─── DATASET ENTRIES ───

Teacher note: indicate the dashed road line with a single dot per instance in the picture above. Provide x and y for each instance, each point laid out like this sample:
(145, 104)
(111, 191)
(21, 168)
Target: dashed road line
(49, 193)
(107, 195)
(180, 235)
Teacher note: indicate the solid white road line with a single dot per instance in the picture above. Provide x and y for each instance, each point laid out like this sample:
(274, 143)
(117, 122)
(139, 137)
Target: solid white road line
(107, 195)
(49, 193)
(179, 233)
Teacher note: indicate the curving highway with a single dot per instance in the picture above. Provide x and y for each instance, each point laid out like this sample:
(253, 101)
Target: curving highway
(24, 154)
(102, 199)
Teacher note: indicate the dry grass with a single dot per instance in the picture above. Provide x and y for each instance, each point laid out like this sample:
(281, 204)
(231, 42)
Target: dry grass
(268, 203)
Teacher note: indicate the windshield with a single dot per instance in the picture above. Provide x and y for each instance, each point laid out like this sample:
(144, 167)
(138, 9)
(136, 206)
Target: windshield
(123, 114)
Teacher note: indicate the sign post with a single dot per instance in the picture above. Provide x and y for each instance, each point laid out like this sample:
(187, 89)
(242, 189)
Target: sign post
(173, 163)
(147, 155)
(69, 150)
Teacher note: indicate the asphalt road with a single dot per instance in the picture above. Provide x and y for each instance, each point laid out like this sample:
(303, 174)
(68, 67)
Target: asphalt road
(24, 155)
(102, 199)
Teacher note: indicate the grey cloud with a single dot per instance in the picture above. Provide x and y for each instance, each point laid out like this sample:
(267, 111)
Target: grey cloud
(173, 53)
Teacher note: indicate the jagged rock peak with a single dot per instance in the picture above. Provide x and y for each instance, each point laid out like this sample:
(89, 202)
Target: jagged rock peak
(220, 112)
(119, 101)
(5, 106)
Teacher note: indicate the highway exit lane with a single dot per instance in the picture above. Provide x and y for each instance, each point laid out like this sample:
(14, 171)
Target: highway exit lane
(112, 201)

───

EXERCISE OBJECTIVE
Among the entries above, copy exactly only the lines starting with the one containing "Teacher note: indicate the sign" and going through the one containing "Teacher note: indicate the jagged", both ends included.

TASK SOLUTION
Teacher note: indicate the sign post with a single dot per instance in the picture above. Provide x and y for each instance, each point laid out like this sample:
(187, 89)
(242, 189)
Target: sign post
(173, 163)
(147, 155)
(69, 150)
Teacher note: indicate the asphalt road with a single dot per instance in the picture above. Provide x and y for each instance, each point laid out like this sample:
(303, 174)
(68, 67)
Target: asphalt road
(24, 155)
(102, 199)
Teacher note: indicate the grey cloud with a single dot per instance in the picture above. Provide x and y for each instance, each point laid out like this sample:
(267, 111)
Target: grey cloud
(173, 53)
Teacher note: indicate the jagged rock peak with a single dot per instance in the picture above. Provide x and y for each instance, each point laid out like this sample:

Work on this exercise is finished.